**Task objective**
Retype each record shown below, leaving every character as it is.

(Named-object pointing records)
_ _ _ _

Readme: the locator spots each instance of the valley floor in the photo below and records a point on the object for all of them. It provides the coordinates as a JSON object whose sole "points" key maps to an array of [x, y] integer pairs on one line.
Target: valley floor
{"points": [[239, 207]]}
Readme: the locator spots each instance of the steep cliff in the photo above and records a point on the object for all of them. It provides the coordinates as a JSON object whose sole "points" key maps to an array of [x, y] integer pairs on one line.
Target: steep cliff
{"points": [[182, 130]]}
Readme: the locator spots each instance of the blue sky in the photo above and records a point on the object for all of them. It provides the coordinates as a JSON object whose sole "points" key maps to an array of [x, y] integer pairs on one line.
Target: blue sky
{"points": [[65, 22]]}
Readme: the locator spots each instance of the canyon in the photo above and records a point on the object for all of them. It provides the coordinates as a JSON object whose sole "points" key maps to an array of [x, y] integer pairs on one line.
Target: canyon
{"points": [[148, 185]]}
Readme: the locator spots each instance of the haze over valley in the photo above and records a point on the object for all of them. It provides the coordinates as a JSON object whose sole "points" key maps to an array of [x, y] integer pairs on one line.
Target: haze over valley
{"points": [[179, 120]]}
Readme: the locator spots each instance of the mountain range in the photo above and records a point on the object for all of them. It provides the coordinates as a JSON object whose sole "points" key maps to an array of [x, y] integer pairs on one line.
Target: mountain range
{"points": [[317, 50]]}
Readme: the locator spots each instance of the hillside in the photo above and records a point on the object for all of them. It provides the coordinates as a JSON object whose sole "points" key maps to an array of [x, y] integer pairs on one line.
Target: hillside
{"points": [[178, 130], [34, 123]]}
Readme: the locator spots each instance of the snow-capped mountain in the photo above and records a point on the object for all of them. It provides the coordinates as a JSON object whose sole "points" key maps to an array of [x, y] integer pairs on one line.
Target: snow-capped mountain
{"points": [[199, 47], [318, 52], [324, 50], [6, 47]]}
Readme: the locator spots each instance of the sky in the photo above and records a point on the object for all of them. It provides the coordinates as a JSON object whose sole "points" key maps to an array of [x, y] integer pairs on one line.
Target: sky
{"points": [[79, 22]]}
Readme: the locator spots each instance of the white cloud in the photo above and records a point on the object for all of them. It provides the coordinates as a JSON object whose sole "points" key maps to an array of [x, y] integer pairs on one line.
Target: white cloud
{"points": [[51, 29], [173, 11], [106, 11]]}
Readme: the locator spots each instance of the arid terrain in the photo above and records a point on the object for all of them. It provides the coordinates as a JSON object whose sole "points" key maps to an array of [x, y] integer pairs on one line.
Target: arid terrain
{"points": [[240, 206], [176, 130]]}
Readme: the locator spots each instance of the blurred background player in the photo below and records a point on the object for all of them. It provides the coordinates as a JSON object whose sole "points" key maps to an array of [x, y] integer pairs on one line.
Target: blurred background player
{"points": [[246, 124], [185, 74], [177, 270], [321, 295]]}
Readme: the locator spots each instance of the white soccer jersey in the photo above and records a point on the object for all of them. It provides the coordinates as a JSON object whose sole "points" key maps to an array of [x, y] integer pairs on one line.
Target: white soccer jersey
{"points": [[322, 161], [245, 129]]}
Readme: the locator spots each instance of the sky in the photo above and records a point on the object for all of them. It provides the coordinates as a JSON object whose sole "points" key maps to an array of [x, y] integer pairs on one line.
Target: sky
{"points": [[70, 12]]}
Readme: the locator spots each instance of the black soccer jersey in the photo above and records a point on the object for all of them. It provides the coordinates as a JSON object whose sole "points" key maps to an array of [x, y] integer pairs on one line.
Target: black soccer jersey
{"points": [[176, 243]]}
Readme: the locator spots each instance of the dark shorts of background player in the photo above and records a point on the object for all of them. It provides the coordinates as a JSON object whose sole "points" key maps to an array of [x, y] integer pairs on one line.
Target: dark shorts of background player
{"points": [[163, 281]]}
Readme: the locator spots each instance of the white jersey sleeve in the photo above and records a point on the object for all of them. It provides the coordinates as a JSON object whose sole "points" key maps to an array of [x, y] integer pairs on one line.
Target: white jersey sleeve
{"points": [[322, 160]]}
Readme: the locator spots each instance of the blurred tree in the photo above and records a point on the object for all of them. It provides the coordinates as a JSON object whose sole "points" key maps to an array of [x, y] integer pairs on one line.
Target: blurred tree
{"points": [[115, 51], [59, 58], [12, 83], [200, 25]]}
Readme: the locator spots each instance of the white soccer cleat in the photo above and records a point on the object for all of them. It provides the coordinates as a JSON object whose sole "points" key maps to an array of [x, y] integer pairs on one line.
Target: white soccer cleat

_ _ _ _

**Answer to the exercise**
Readme: the locator spots each instance of the valley floor in the photo below and records a point on the object for all of them. It provides the coordinates as a JSON object whose sole "points" key maps to an array of [x, y] integer pairs on one line.
Target: valley floor
{"points": [[239, 207]]}
Readme: the locator spots each instance of the steep cliff in the photo above and records a point on the object for all of them. It provides the coordinates as a JSON object whose sole "points" key maps to an array of [x, y] integer pairs on one line.
Target: steep cliff
{"points": [[182, 130]]}
Readme: the locator spots each instance of the blue sky in the photo above and records a point on the object for all of them. It provides the coordinates as a JSON object whose sole "points" key maps to an array of [x, y] integer pairs on one line.
Target: blue sky
{"points": [[65, 22]]}
Readme: the locator spots each instance of the canyon in the photo above and records a point on the object for all of them. It provides the coordinates as a JSON object whose sole "points" key maps to an array of [x, y] integer pairs on one line.
Target: canyon
{"points": [[148, 185]]}
Readme: the locator spots each instance of the haze over valley in the photo above and records a point on the object for all of them. It provides the coordinates as a JSON object whose sole "points" key maps to an array of [x, y] integer pairs on one line.
Target: haze over valley
{"points": [[179, 120]]}
Readme: the locator spots each instance of the mountain range in the photo above and records a point on the object for all of them. It provides the coordinates as a JSON object whose sole "points" key maps to an array of [x, y] integer pairs on one line.
Target: mountain range
{"points": [[317, 50]]}
Readme: the locator spots each instance of the hillside in the photo above and records a point on the object for all of them. It provides the coordinates as a JSON object whose sole "points" key maps to an array of [x, y] integer pairs on one line.
Target: hillside
{"points": [[178, 130], [34, 123]]}
Readme: the locator spots each instance of the snow-capped mountain in the photo above and records a point on the object for all of them. It provides the coordinates as a JSON object whose sole "points" key maps to an array of [x, y] integer pairs on one line.
Target: snow-capped mountain
{"points": [[199, 47], [318, 52], [324, 50], [6, 47]]}
Readme: the locator spots each instance of the sky in the photo above and records a point on the object for all of them. It provides the coordinates as a JSON object whose sole "points" key maps to an array of [x, y] integer pairs on one line.
Target: sky
{"points": [[79, 22]]}
Readme: the locator spots each instance of the white cloud in the photo above and records a point on the object for all of them. It provides the coordinates as a JSON object whose sole "points" key maps to an array of [x, y] integer pairs on one line.
Target: white cloud
{"points": [[51, 29], [173, 11], [106, 11]]}
Readme: the locator spots each instance of the arid terrain in the photo above and records a point on the object for all of them. It provides the coordinates as a JSON object whose sole "points" key maps to an array of [x, y] integer pairs on one line.
Target: arid terrain
{"points": [[240, 206], [176, 130]]}
Readme: the locator spots each instance of the blurred background player in the photo below and records a point on the object for all of them. It provides the coordinates as a JSON object whose sole "points" key maps to an array of [x, y] integer pairs on one line.
Target: blurred background player
{"points": [[246, 124], [185, 74], [177, 270], [321, 295]]}
Readme: the locator spots each instance of the white soccer jersey in the photo above and records a point on the object for all of them. It provides the coordinates as a JSON object whose sole "points" key maps to an array of [x, y] integer pairs on one line.
Target: white soccer jersey
{"points": [[322, 161], [245, 129]]}
Readme: the locator spots each instance of the sky in the photo above and records a point on the object for all of them. It provides the coordinates as a JSON object whose sole "points" key maps to an array of [x, y] integer pairs on one line.
Target: sky
{"points": [[70, 12]]}
Readme: the locator spots each instance of the black soccer jersey in the photo above and records a point on the object for all of them. It provides the coordinates as a JSON object whose sole "points" key maps to an array of [x, y] integer pairs on one line.
Target: black soccer jersey
{"points": [[176, 243]]}
Readme: the locator spots each instance of the dark shorts of background player in the photo above and records a point on the object for all of them. It provides the coordinates as a JSON object whose sole "points" key maps to an array of [x, y] integer pairs on one line.
Target: dark shorts of background player
{"points": [[163, 281]]}
Readme: the locator spots each instance of the white jersey sleeve in the photo above and records a point on the object for all of them. It provides the coordinates as a JSON object whose sole "points" key maps to an array of [x, y] integer pairs on one line.
Target: white jersey sleeve
{"points": [[322, 160]]}
Readme: the locator spots each instance of the blurred tree in the photo above and records a point on the object for all of them. It provides the coordinates as a JSON object whose sole "points" key maps to an array of [x, y] integer pairs on one line.
Target: blurred tree
{"points": [[115, 51], [59, 58], [12, 83], [200, 25]]}
Readme: the locator spots each instance of the white soccer cleat in the photo above and records a point on the object for all of them. It provides the coordinates as a JSON object whose sole "points" key maps to an array of [x, y] integer pairs on one line.
Target: white soccer cleat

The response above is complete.